### [TASK DETAILS]
Recast the data as a Markdown table with two columns, "Row" for a running number and "Line text" for the line itself, and leave out any blank lines. Begin at the first line of the data and stop after the line that contains "x=375, y=559".

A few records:

* begin *

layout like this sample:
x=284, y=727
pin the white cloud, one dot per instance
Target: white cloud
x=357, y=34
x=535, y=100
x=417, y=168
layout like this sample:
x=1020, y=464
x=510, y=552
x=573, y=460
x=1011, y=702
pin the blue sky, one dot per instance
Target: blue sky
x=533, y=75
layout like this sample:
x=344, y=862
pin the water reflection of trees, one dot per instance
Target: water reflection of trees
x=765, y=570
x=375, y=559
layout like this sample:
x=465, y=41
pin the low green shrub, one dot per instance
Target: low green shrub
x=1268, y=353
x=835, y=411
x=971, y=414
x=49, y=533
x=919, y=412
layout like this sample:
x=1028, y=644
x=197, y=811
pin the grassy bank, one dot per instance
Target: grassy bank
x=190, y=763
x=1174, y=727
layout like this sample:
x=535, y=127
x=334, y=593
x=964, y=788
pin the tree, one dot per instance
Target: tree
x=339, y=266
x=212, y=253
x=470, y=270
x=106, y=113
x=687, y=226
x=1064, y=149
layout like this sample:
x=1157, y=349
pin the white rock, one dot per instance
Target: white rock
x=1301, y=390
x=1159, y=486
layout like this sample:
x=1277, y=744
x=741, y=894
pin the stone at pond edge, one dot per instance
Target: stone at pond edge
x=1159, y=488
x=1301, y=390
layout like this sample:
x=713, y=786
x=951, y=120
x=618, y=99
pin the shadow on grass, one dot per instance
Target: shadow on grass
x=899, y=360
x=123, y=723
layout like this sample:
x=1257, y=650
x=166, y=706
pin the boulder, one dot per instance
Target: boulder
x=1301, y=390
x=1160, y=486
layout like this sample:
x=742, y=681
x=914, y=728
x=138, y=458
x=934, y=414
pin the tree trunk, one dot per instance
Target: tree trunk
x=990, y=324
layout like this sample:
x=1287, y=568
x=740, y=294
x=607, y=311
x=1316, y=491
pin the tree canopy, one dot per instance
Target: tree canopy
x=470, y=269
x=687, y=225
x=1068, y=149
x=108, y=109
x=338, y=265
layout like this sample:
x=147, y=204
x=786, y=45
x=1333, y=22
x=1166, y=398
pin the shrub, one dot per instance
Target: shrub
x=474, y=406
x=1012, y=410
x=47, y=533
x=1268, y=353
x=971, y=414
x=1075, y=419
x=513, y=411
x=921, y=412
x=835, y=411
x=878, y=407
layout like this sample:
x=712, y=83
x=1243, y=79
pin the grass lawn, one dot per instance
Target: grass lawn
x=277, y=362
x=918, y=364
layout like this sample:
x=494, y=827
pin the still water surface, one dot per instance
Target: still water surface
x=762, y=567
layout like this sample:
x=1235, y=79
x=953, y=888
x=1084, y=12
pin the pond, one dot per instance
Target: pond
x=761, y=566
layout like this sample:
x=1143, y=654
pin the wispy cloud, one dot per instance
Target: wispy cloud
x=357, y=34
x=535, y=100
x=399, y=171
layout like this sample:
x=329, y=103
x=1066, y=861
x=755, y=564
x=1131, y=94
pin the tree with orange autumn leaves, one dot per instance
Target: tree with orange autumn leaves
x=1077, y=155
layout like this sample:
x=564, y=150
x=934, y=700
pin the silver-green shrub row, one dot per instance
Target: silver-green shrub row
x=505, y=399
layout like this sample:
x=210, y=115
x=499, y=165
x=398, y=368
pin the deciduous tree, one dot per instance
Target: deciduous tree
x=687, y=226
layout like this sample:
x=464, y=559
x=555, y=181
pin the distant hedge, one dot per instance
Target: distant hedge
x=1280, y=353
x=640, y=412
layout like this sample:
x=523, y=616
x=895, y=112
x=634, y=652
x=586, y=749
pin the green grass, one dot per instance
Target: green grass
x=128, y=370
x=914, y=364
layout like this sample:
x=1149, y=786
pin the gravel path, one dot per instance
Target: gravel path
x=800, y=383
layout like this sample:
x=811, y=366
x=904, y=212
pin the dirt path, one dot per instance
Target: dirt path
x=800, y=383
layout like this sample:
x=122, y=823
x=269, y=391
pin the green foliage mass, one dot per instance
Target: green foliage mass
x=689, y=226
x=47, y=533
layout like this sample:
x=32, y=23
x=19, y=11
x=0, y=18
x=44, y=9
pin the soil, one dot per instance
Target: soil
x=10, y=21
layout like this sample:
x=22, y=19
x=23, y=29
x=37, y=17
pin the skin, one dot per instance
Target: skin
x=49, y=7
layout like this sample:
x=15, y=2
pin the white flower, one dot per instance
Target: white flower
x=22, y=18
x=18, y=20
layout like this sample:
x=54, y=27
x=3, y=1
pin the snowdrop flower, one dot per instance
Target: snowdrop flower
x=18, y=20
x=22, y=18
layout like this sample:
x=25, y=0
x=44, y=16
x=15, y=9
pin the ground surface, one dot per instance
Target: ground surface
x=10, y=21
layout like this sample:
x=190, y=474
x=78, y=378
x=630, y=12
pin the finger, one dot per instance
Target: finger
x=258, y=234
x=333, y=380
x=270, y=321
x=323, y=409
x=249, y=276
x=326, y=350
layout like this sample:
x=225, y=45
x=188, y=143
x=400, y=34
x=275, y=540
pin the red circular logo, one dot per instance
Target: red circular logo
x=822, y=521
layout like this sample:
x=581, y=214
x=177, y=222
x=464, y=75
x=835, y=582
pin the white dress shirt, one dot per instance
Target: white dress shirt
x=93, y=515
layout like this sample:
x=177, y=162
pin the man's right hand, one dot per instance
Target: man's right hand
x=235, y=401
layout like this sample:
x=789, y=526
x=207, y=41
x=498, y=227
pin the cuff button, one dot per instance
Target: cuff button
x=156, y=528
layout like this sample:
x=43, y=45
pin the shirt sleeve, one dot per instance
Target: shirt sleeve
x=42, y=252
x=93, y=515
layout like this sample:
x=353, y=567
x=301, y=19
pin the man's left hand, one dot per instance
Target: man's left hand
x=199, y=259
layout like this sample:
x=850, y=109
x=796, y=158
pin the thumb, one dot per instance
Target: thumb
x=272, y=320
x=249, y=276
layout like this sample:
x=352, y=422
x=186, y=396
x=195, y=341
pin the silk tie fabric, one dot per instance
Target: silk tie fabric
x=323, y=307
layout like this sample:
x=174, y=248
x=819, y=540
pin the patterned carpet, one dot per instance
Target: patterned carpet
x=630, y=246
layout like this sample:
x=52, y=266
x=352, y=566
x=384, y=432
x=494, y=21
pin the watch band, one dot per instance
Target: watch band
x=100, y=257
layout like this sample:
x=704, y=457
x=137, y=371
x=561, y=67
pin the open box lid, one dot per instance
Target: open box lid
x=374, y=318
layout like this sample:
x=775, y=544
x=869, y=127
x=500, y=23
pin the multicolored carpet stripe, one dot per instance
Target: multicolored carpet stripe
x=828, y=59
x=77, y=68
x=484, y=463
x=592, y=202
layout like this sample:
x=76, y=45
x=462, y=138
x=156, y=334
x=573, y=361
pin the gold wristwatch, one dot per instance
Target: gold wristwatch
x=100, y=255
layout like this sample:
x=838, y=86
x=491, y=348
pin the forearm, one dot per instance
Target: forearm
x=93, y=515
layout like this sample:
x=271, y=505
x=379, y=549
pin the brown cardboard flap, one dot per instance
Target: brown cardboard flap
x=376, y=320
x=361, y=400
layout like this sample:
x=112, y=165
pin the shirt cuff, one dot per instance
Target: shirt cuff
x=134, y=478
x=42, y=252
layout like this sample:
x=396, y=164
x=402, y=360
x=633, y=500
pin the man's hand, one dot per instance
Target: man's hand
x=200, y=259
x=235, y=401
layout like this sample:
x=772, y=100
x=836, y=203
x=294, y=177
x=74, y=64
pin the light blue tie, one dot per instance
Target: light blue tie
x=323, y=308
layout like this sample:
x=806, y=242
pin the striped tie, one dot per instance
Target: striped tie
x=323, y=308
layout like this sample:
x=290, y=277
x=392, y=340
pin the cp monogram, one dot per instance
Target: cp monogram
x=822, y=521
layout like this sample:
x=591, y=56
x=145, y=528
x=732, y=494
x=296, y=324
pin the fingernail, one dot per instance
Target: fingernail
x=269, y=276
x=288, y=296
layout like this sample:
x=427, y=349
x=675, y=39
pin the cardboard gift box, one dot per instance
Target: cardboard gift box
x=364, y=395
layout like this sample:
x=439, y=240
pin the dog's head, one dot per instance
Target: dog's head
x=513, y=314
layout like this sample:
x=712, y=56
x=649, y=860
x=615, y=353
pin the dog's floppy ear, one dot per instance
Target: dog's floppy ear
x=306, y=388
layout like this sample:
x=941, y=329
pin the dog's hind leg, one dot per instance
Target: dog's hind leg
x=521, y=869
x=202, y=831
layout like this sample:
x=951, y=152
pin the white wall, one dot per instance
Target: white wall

* end *

### [FULL RESPONSE]
| Row | Line text |
|---|---|
| 1 | layout like this sample: |
| 2 | x=284, y=727 |
| 3 | pin the white cloud, one dot per instance |
| 4 | Target: white cloud |
| 5 | x=357, y=34 |
| 6 | x=535, y=100 |
| 7 | x=417, y=168 |
| 8 | layout like this sample: |
| 9 | x=1020, y=464 |
| 10 | x=510, y=552 |
| 11 | x=573, y=460 |
| 12 | x=1011, y=702 |
| 13 | pin the blue sky, one dot per instance |
| 14 | Target: blue sky |
| 15 | x=533, y=75 |
| 16 | layout like this sample: |
| 17 | x=344, y=862 |
| 18 | pin the water reflection of trees, one dot per instance |
| 19 | Target: water reflection of trees |
| 20 | x=765, y=570 |
| 21 | x=375, y=559 |